- [DATA]:
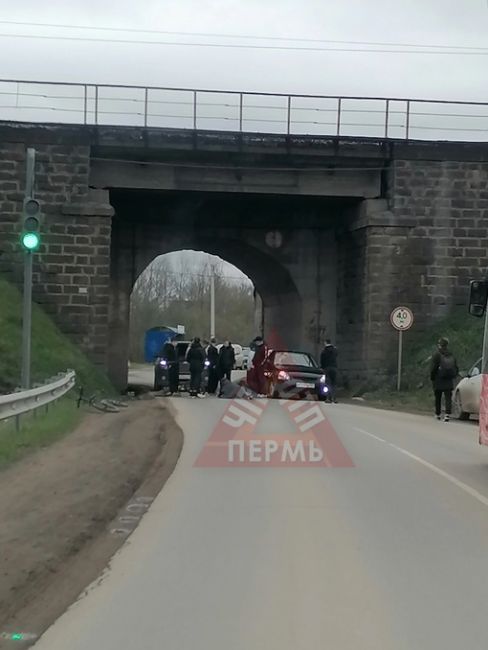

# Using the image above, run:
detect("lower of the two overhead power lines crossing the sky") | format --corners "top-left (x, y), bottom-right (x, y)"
top-left (0, 33), bottom-right (488, 56)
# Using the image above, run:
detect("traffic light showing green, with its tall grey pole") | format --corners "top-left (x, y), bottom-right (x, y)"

- [PROBLEM]: Once more, please print all the lines above exactly, without their pictures.

- [TASK SOLUTION]:
# Using the image above, run:
detect("lower of the two overhead power lines crossing the sky") | format --corners "top-left (x, y), bottom-right (x, y)"
top-left (0, 33), bottom-right (488, 56)
# Using the image above, run:
detect("traffic light showing green, with its tall grey pole") | format --corners "top-left (x, y), bottom-right (x, y)"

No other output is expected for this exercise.